◆ **Task details**: Format the entries below as a JSON list of strings with one string for each line, omitting any blank lines.

══ Data listing

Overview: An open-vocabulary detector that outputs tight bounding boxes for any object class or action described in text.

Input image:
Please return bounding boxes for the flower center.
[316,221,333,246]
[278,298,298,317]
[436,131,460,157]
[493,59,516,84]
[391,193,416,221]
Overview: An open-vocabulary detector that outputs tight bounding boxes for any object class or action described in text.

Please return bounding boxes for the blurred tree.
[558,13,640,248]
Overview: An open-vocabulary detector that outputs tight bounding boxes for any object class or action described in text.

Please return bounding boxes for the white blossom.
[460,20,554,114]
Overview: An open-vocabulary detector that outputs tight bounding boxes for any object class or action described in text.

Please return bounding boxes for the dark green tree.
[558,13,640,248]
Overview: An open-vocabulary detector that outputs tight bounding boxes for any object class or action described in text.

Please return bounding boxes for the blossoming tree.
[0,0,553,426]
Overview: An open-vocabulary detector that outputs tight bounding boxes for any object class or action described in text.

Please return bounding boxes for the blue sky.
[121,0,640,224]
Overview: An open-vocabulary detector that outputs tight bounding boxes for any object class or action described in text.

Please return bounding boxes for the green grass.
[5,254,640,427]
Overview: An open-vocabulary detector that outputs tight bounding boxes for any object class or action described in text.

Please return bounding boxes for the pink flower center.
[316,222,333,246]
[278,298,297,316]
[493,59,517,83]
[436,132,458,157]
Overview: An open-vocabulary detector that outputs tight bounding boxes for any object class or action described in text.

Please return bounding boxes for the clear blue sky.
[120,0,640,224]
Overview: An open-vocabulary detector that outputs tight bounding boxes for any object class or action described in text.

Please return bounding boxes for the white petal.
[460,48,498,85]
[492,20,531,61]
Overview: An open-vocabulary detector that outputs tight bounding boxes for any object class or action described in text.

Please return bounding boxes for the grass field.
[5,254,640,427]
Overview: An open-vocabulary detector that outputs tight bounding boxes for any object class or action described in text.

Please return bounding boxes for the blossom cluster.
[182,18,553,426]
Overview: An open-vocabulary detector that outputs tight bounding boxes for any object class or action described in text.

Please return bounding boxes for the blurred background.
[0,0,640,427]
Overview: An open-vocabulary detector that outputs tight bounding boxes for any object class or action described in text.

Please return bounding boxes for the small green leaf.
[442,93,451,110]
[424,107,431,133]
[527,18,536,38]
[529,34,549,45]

════

◆ **Exercise response**:
[
  "Overview: An open-vocabulary detector that outputs tight bounding boxes for any object class or action described in text.",
  "Input image:",
  "Please return bounding boxes for the flower center.",
  "[316,221,333,246]",
  "[278,298,298,317]",
  "[436,131,460,157]",
  "[493,59,516,84]",
  "[391,193,416,221]",
  "Overview: An open-vocabulary detector that outputs tight bounding boxes for any object class or action described in text.",
  "Please return bounding boxes for the blurred tree.",
  "[558,13,640,248]",
  "Overview: An open-vocabulary detector that outputs tight bounding boxes for any object class or action described in text.",
  "Please return bounding boxes for the white blossom.",
  "[460,20,554,114]",
  "Overview: An open-vocabulary detector that outputs tight bounding boxes for any object class or action described in text.",
  "Please return bounding boxes for the dark green tree.",
  "[558,13,640,248]",
  "Overview: An open-vocabulary detector that outputs tight bounding boxes for any object class or action described in text.",
  "Please return bounding boxes for the blossoming tree.",
  "[0,0,553,426]",
  "Overview: An open-vocabulary detector that outputs tight bounding boxes for any object class or action described in text.",
  "Please return bounding boxes for the blue sky.",
  "[121,0,640,224]",
  "Overview: An open-vocabulary detector that outputs tight bounding boxes for any object class or action described in text.",
  "Please return bounding boxes for the green grass.",
  "[5,254,640,427]",
  "Overview: An open-vocabulary detector that outputs tight bounding boxes for any object class or action described in text.",
  "Please return bounding boxes for the pink flower center.",
  "[316,222,333,246]",
  "[278,298,297,316]",
  "[493,59,517,83]",
  "[436,132,458,157]",
  "Overview: An open-vocabulary detector that outputs tight bounding boxes for any object class or action described in text.",
  "Please return bounding boxes for the clear blue sky.",
  "[120,0,640,224]",
  "Overview: An open-vocabulary detector that outputs tight bounding boxes for any object class or action described in text.",
  "Please return bounding boxes for the white petal.",
  "[460,48,498,85]",
  "[492,20,531,61]",
  "Overview: An open-vocabulary detector that outputs tight bounding boxes for any object class or action described in text.",
  "Please return bounding boxes for the grass field.",
  "[5,254,640,427]",
  "Overview: An open-vocabulary detector that outputs tight bounding boxes for any object class or action described in text.",
  "Please return bounding boxes for the blossom cluster.",
  "[182,18,553,426]",
  "Overview: An open-vocabulary detector that outputs tight bounding boxes for any object class or action described in text.",
  "Please return bounding boxes for the blurred background.",
  "[0,0,640,427]",
  "Overview: An open-vocabulary detector that outputs tight bounding boxes for any object class or action described in text.",
  "Please return bounding boxes for the small green leaf.",
  "[442,93,451,110]",
  "[424,107,431,133]",
  "[527,18,536,38]",
  "[529,34,549,45]"
]